----- Исходный документ -----
Подобный же момент восстания с не меньшею поэзиею выражен в этих стихах:

О нет! свершилось!..
жар мятежный
Остыл на пасмурном челе:
Как сын земли, я дань земле
Принес чредою неизбежной:
Узнал бесславие, позор,
Под маской дикого невежды (?);
Но пред лицом Кавказских гор
Я рву нечистые одежды!
Подобный гордостью горам,
Заметным в безднах и лазури,
Я воспарю, как фимиам,
С цветов пустынных к небесам
И передам моим струнам
И рев и вой минувшей бури!..
----- Предоставленный материал -----
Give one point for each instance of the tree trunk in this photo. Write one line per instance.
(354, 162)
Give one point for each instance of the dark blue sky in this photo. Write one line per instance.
-----
## Что нужно сделать
Пожалуйста, укажите, перед лицом каких гор в стихах из исходного документа рвут нечистые одежды. Приведённый материал существует отдельно от исходного документа.

## Выполненное задание
Перед лицом Кавказских гор.